● **阅读文本**

这次是用python打的比赛,python不怎么熟悉,大家将就着看下

第一题:

没啥难度,转成十六进制后该干嘛干嘛

class Solution:
    def toHexspeak(self, num: str) -> str:
        s = hex(int(num))[2:].upper()
        def change(c):
            if c == '0':
                return 'O'
            elif c == '1':
                return 'I'
            else:
                return c
        if len(list(filter(lambda c: c not in 'ABCDEF01', s))) != 0:
            return "ERROR"
        return "".join(list(map(lambda c: change(c), s)))

第二题:

主要难度在枚举两个区间的所有相交情况

  • A和B相离
  • A在B里
  • B在A里
  • A盖住了B的左边部分
  • A盖住了B的右边部分
class Solution:
    def removeInterval(self, intervals: List[List[int]], toBeRemoved: List[int]) -> List[List[int]]:
        def cross(a, b):
            if a[0] >= b[1] or a[1] <= b[0]:
                return [a]
            elif a[0] >= b[0] and a[1] <= b[1]:
                return []
            elif a[0] >= b[0] and a[1] > b[1]:
                return [[b[1], a[1]]]
            elif a[0] < b[0] and a[1] <= b[1]:
                return [[a[0], b[0]]]
            else:
                return [[a[0], b[0]], [b[1], a[1]]]
            
        ret = []
        for x in intervals:
            ret += cross(x, toBeRemoved)

● **给定要求 A**
把上面这篇讲用Python解竞赛题的文本一字不差地完整重写一遍。
● **给定要求 B**
将下方记录中从包含“Target: clear vase”的那一行起、一直到记录末尾的全部内容原样复制出来，起止两端都包括在内。

[指点数据集记录]
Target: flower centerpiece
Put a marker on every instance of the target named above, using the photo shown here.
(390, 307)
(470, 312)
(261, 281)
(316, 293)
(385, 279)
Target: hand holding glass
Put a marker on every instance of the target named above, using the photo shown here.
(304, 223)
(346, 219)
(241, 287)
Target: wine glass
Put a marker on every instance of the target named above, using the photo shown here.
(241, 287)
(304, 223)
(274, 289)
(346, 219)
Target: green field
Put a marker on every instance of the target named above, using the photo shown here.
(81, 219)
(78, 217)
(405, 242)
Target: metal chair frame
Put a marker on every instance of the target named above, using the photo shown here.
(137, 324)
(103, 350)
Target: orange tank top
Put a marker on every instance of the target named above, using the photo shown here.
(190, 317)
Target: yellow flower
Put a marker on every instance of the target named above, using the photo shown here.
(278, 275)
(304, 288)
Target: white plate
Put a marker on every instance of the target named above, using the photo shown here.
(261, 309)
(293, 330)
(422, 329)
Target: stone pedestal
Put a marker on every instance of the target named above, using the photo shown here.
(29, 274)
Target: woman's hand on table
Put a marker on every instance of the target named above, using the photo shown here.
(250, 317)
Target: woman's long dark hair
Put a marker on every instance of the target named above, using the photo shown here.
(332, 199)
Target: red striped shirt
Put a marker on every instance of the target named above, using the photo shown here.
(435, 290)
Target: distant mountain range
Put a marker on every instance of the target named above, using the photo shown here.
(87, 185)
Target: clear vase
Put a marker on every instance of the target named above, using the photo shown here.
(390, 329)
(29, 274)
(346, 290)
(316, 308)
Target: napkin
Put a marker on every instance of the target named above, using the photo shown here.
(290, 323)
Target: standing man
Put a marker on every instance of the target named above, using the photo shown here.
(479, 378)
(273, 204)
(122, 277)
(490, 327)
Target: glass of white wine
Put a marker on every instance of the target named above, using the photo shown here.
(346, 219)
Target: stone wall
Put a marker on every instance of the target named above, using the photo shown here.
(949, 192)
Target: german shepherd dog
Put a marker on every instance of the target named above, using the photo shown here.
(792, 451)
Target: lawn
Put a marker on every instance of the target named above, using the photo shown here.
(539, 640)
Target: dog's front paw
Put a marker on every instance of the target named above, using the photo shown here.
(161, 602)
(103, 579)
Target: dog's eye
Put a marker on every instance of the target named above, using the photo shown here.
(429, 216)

● **预期输出 A**
这次是用python打的比赛,python不怎么熟悉,大家将就着看下

第一题:

没啥难度,转成十六进制后该干嘛干嘛

class Solution:
    def toHexspeak(self, num: str) -> str:
        s = hex(int(num))[2:].upper()
        def change(c):
            if c == '0':
                return 'O'
            elif c == '1':
                return 'I'
            else:
                return c
        if len(list(filter(lambda c: c not in 'ABCDEF01', s))) != 0:
            return "ERROR"
        return "".join(list(map(lambda c: change(c), s)))

第二题:

主要难度在枚举两个区间的所有相交情况

  • A和B相离
  • A在B里
  • B在A里
  • A盖住了B的左边部分
  • A盖住了B的右边部分
class Solution:
    def removeInterval(self, intervals: List[List[int]], toBeRemoved: List[int]) -> List[List[int]]:
        def cross(a, b):
            if a[0] >= b[1] or a[1] <= b[0]:
                return [a]
            elif a[0] >= b[0] and a[1] <= b[1]:
                return []
            elif a[0] >= b[0] and a[1] > b[1]:
                return [[b[1], a[1]]]
            elif a[0] < b[0] and a[1] <= b[1]:
                return [[a[0], b[0]]]
            else:
                return [[a[0], b[0]], [b[1], a[1]]]
            
        ret = []
        for x in intervals:
            ret += cross(x, toBeRemoved)

● **预期输出 B**
Target: clear vase
Put a marker on every instance of the target named above, using the photo shown here.
(390, 329)
(29, 274)
(346, 290)
(316, 308)
Target: napkin
Put a marker on every instance of the target named above, using the photo shown here.
(290, 323)
Target: standing man
Put a marker on every instance of the target named above, using the photo shown here.
(479, 378)
(273, 204)
(122, 277)
(490, 327)
Target: glass of white wine
Put a marker on every instance of the target named above, using the photo shown here.
(346, 219)
Target: stone wall
Put a marker on every instance of the target named above, using the photo shown here.
(949, 192)
Target: german shepherd dog
Put a marker on every instance of the target named above, using the photo shown here.
(792, 451)
Target: lawn
Put a marker on every instance of the target named above, using the photo shown here.
(539, 640)
Target: dog's front paw
Put a marker on every instance of the target named above, using the photo shown here.
(161, 602)
(103, 579)
Target: dog's eye
Put a marker on every instance of the target named above, using the photo shown here.
(429, 216)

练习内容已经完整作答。